- **Text passage**

☆ ☆ ☆

- Born: Lola Grace Consuelos June 16, 2001 (age 25) New York, New York, U.S.
- Genres: Alternative R&B
- Years active: 2022–present

= Lola Consuelos =

American singer-songwriter and Mark Consuelos and Kelly Ripa's daughter (born 2001)

Lola Grace Consuelos (born June 16, 2001) is an American rhythm and blues singer and songwriter.

== Early life ==
Consuelos was born Lola Grace Consuelos on June 16, 2001, to actors Kelly Ripa and Mark Consuelos in New York City. Her name was inspired by the line, "Her name was Lola," from Barry Manilow's Copacabana, which was played on a radio station while her parents, Ripa and Mark Consuelos, were taking a taxi to the hospital on the way to deliver her. She attended the New York University Tisch School of the Arts and graduated in 2023.

☆ ☆ ☆

- **Raw data**
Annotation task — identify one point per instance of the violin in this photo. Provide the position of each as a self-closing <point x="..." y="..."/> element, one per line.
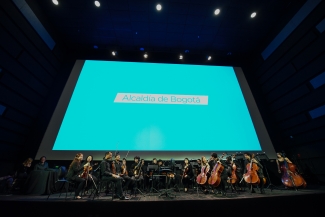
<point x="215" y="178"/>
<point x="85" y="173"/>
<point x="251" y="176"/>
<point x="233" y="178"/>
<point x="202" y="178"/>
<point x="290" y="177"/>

☆ ☆ ☆

- **Exercises to complete**
a) In the article about Lola Consuelos, which song's lyric inspired her name?
b) Extend the article about Lola Consuelos, picking up after its final sentence.
The listing was taken from a separate source and has no connection to the article about Lola Consuelos.

- **Answers to the problems**
a) The line "Her name was Lola" from Barry Manilow's "Copacabana" inspired her name.

b)
== Musical career ==

Lola Consuelos began her music career in 2022 with the release of her debut single, Paranoia Silverlining, a pop-R&B track. The song was featured in the 2025 Pretty Thing, an American erotic thriller directed by Justin Kelly. Released in theaters on July 4, 2025, by Shout! Studios, the film stars Alicia Silverstone and Karl Glusman.

In 2023, she released her follow-up single, Divine Timing. In 2024, she released the single The Watcher. She described the music as "soulful" and "a little R&B."

Lola cites artists like Amy Winehouse, SZA, and Erykah Badu as influences.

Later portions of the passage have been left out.